◆ **TAREA ESCRITA A**
Enumera los países que, según el fragmento sobre la crisis del euro, registran déficit en cuenta corriente, junto con el porcentaje del PBI indicado para cada uno.

◆ **TEXTO DADO**
Sin embargo, en la zona del euro, los espacios nacionales de productividades muy desiguales se unifican monetariamente. Esto es, el tipo de cambio entre Alemania y Grecia, por ejemplo, se expresa en una única moneda, el euro, a pesar de que las productividades relativas de ambas economías son muy distintas. Se trata de una contradicción que solo puede ser resuelta, o bien con la unificación política completa, o bien con ajustes “reales”, esto es, con modificaciones del tipo de cambio provocadas por la caída de los precios y salarios del país con menor productividad.
Esta contradicción, inherente al proyecto monetario europeo, fue sin embargo potenciada por la expansión del crédito y del capital financiero. La misma expansión del crédito recibió impulso con la creación del euro (al desaparecer el riesgo cambiario), y con ello también cobró fuerza el capital financiero. Frente a esto, las instituciones políticas europeas tienen posibilidades de respuesta muy limitadas, dado que los Estados y gobiernos siguen expresando intereses nacional centrados. De ahí que exista un conflicto político entre Estados (y sus políticas nacionales), con intereses muchas veces divergentes; y entre esos Estados, o gobiernos, y las instituciones europeas, más influenciadas por los capitales con intereses pan-europeos.
Es esa contradicción —subrayo, entre la moneda única y las diferencias nacionales de productividad del trabajo— la que explica por qué la crisis europea se ha manifestado como una aguda crisis de balanzas de pagos. Observemos que no es una crisis de balanza de pagos a nivel del área del euro, sino de países. La zona del euro tiene, de conjunto, un superávit en cuenta corriente equivalente al 2,9% del PBI (dato de febrero 2012). Pero Grecia padece (aun en plena depresión) un déficit equivalente al 5,1% del PBI, España al 2,9%, Italia al 2,7% y Francia al 2,1%. La contrapartida es el superávit alemán, del 4,9% (también de los Países Bajos, del 6,9% y Austria, del 2,7%). Sin embargo, los países con superávit no financian a los que tienen déficit; y estos últimos, sumidos en montañas de deudas y en la recesión, encuentran cada vez más difícil financiarse, amenazando con desbarrancar definitivamente al euro. Por este motivo las crisis financieras son indisociables de las crisis de balanzas de pagos. Más precisamente, se potencian al no existir posibilidad, al menos por ahora, de crisis cambiaria.

◆ **DATOS DE TRABAJO**
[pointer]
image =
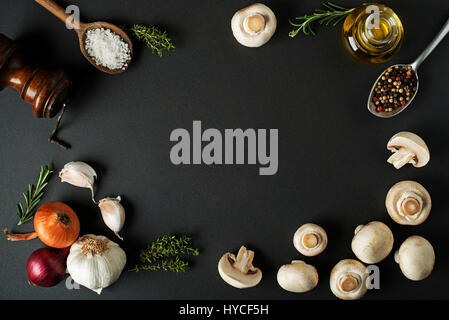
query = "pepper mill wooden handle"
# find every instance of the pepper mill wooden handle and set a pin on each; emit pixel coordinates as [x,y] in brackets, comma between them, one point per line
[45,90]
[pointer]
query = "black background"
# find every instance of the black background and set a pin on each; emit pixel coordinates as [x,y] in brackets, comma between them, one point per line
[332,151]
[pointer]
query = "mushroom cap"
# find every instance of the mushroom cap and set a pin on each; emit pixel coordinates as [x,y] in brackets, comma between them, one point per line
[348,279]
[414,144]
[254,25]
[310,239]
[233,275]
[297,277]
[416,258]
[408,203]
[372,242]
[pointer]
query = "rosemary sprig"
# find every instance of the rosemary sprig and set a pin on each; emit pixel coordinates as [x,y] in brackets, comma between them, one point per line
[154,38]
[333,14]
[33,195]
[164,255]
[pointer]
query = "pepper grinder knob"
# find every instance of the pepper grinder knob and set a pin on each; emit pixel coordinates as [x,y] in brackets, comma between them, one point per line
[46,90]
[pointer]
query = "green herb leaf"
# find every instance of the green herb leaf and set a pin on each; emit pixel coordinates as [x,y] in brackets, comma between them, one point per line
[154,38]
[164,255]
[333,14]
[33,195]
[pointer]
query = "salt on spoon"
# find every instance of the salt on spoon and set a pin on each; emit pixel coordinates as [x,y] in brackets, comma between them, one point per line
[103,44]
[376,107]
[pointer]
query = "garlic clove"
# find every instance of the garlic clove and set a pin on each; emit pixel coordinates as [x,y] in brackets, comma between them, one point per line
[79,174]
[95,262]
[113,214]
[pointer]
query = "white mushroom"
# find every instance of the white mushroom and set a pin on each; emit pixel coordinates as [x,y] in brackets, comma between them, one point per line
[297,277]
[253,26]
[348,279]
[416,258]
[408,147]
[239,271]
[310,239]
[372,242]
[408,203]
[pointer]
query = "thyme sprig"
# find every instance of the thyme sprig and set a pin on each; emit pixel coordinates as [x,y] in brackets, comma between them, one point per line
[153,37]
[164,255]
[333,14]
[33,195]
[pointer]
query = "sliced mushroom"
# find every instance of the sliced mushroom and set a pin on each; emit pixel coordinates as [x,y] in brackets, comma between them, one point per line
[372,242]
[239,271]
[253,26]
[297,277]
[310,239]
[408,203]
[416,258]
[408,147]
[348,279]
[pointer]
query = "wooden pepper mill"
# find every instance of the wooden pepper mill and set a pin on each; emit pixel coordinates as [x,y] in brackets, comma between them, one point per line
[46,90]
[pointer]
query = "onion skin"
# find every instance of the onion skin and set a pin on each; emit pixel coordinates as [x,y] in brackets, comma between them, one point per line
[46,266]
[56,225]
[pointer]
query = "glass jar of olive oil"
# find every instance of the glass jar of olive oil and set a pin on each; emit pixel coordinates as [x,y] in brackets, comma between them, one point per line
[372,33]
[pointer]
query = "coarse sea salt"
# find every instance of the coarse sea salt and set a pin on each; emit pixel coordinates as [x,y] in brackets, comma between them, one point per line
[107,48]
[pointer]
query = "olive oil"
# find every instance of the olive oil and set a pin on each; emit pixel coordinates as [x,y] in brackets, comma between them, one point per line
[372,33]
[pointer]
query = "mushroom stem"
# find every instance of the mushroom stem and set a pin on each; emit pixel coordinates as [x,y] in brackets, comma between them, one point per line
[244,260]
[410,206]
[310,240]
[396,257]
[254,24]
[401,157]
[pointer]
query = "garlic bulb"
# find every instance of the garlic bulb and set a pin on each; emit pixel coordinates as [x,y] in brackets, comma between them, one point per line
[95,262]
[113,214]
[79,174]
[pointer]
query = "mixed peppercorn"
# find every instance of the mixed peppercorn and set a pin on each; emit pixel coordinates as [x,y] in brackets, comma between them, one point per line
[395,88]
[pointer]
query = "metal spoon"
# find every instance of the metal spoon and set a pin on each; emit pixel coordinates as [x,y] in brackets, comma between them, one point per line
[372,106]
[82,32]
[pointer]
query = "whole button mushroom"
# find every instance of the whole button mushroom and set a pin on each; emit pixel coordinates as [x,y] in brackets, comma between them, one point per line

◆ **TAREA ESCRITA B**
Reúne todas las líneas de los registros que contengan la cadena "mixed", distinguiendo entre mayúsculas y minúsculas.

◆ **RESPUESTA CORRECTA A**
Grecia: 5,1% del PBI
España: 2,9% del PBI
Italia: 2,7% del PBI
Francia: 2,1% del PBI

◆ **RESPUESTA CORRECTA B**
query = "mixed peppercorn"
# find every instance of the mixed peppercorn and set a pin on each; emit pixel coordinates as [x,y] in brackets, comma between them, one point per line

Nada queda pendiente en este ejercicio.